> _Task brief_: Copy the items word for word, from the very first line through the line containing "Give the mask of the shirt", inclusive. Omit the pictures from your copy.

####################

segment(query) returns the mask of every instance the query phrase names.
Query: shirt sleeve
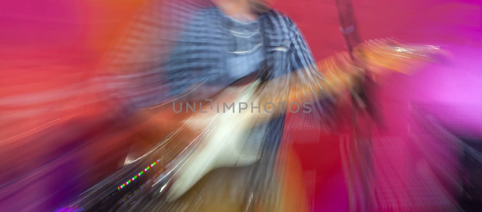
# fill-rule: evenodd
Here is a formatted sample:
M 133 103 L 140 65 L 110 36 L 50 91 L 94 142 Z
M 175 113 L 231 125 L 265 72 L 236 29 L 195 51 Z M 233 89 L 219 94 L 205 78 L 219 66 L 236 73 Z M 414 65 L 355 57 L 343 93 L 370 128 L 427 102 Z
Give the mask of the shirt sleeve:
M 294 50 L 291 58 L 293 69 L 305 68 L 315 69 L 312 71 L 316 71 L 315 61 L 313 59 L 311 51 L 307 45 L 305 37 L 292 20 L 290 19 L 288 22 Z

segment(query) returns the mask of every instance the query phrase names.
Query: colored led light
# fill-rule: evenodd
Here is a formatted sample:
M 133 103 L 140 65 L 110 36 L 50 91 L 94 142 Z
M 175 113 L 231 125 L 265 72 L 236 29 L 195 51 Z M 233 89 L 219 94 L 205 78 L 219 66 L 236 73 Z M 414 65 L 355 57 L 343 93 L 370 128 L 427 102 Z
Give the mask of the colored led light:
M 137 175 L 136 175 L 135 176 L 134 176 L 134 177 L 133 177 L 132 178 L 129 179 L 128 181 L 126 182 L 125 183 L 122 184 L 120 186 L 118 187 L 117 187 L 117 189 L 118 190 L 120 190 L 121 188 L 122 188 L 124 187 L 125 187 L 126 186 L 129 185 L 129 184 L 130 184 L 131 182 L 132 182 L 132 181 L 134 181 L 134 180 L 135 180 L 136 179 L 137 179 L 138 176 L 140 176 L 141 175 L 142 175 L 143 174 L 144 174 L 145 172 L 147 172 L 147 170 L 148 170 L 149 169 L 150 167 L 152 167 L 152 166 L 154 166 L 154 165 L 156 165 L 157 163 L 157 162 L 159 162 L 159 160 L 158 160 L 157 161 L 156 161 L 156 162 L 152 163 L 152 164 L 151 164 L 150 166 L 147 166 L 147 168 L 144 169 L 144 171 L 141 171 L 141 172 L 139 173 L 139 174 L 138 174 Z M 164 169 L 164 168 L 163 168 L 163 169 Z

####################

> _Solution to this problem_:
segment(query) returns the mask of every instance the query phrase names.
Query: shirt sleeve
# fill-rule: evenodd
Here is a formatted sample:
M 133 103 L 140 65 L 110 36 L 50 91 L 94 142 Z
M 175 113 L 231 125 L 265 72 L 236 29 L 195 51 Z M 233 89 L 219 94 L 205 78 L 219 66 L 236 73 Z M 414 65 L 355 57 L 343 93 L 370 128 L 427 102 Z
Give the mask of the shirt sleeve:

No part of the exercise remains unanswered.